* **取り組む課題**
A - 出典文書によると、このコラムはもともといつ掲載されたものですか。
B - 出典文書のうち「このコラムは、株式会社エル・」から「開発ツール」と呼んでいます。」までを両端も含めて書き出し、その中の「開発支援ツール」をすべて「開発補助ツール」に置き換えてください。

このコラムは、株式会社エル・ティー・エスのLTSコラムとして2016年2月に掲載されたものを移設したものです。

ライター

山本 政樹(LTS 執行役員)

アクセンチュア、フリーコンサルタントを経てLTSに入社。ビジネスプロセス変革案件を手掛け、ビジネスプロセスマネジメント及びビジネスアナリシスの手法や人材育成に関する啓蒙活動に注力している。近年、組織能力「ビジネスアジリティ」の研究家としても活動している。(2021年6月時点)  ⇒プロフィールの詳細はこちら

こんにちは、LTS執行役員の山本政樹です。
最近、カスタム開発、パッケージ開発※1に続く新たな開発方法として「超高速開発」という言葉を聞くようになりました。超高速開発とは、コード自動生成ツールやテスト自動化ツール、そしてBPMS/BRMS※2といった開発支援ツールを利用することで、設計やプログラミング、テストといった開発工程の一部を効率化し、これまでと同様のシステムを、より迅速かつ低コストで開発する手法の総称です。これらの開発支援ツールを総称して「超高速開発ツール」と呼んでいます。

* **抜粋データ**
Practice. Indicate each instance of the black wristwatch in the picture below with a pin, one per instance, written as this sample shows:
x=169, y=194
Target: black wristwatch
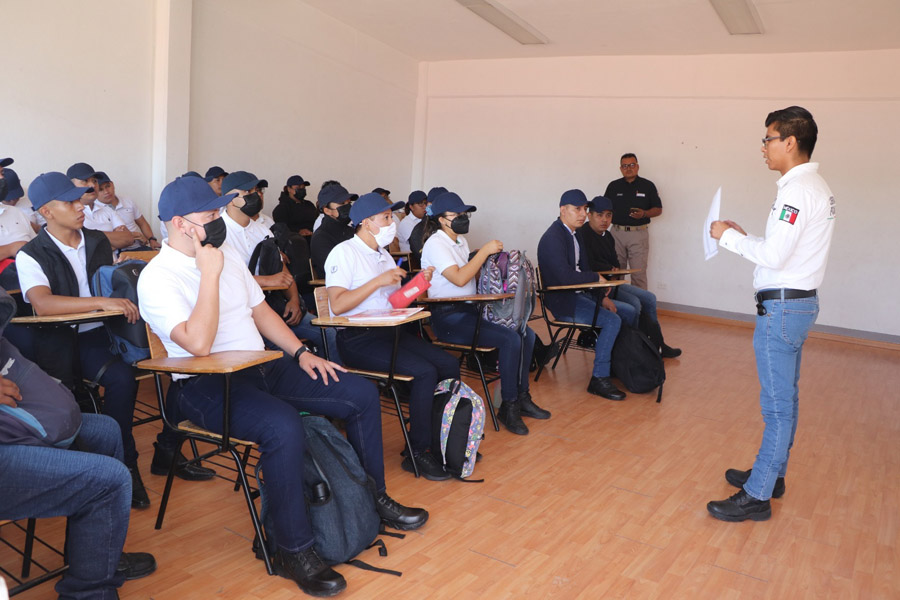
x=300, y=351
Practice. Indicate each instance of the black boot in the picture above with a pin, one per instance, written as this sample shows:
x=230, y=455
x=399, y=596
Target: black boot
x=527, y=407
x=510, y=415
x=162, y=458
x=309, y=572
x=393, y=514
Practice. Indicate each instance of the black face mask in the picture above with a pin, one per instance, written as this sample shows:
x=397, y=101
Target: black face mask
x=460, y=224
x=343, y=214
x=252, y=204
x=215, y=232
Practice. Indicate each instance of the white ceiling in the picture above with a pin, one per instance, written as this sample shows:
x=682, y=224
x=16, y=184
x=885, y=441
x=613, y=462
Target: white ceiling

* * *

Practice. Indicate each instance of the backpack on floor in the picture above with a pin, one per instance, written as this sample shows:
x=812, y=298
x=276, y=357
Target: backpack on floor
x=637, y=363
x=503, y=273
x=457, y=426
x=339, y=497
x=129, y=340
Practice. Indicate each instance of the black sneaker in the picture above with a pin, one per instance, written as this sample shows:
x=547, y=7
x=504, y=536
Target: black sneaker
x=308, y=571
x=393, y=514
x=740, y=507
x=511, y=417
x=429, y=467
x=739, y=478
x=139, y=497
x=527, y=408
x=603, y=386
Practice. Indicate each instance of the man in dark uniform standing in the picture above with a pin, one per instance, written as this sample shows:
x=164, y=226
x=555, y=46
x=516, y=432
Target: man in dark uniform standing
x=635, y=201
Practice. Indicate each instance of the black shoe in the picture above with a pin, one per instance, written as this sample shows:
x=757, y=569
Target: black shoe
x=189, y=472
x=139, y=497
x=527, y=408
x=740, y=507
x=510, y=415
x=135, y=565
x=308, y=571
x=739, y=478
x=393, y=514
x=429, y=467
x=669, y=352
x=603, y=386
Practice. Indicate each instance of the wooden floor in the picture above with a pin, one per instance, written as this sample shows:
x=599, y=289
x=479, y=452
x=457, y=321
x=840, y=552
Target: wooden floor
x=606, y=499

--

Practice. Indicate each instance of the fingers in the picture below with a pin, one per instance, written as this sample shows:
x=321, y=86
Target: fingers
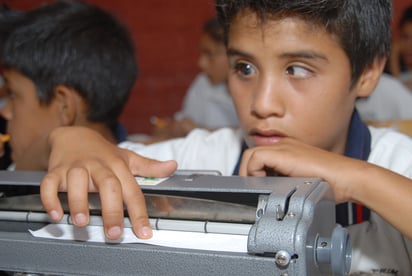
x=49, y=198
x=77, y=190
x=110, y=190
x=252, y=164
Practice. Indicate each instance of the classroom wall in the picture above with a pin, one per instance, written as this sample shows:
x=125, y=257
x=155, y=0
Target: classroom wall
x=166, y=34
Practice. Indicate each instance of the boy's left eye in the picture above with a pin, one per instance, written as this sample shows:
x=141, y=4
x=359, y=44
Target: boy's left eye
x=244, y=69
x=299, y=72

* **課題別の解答**
A - 2016年2月です。

B -
このコラムは、株式会社エル・ティー・エスのLTSコラムとして2016年2月に掲載されたものを移設したものです。

ライター

山本 政樹(LTS 執行役員)

アクセンチュア、フリーコンサルタントを経てLTSに入社。ビジネスプロセス変革案件を手掛け、ビジネスプロセスマネジメント及びビジネスアナリシスの手法や人材育成に関する啓蒙活動に注力している。近年、組織能力「ビジネスアジリティ」の研究家としても活動している。(2021年6月時点)  ⇒プロフィールの詳細はこちら

こんにちは、LTS執行役員の山本政樹です。
最近、カスタム開発、パッケージ開発※1に続く新たな開発方法として「超高速開発」という言葉を聞くようになりました。超高速開発とは、コード自動生成ツールやテスト自動化ツール、そしてBPMS/BRMS※2といった開発補助ツールを利用することで、設計やプログラミング、テストといった開発工程の一部を効率化し、これまでと同様のシステムを、より迅速かつ低コストで開発する手法の総称です。これらの開発補助ツールを総称して「超高速開発ツール」と呼んでいます。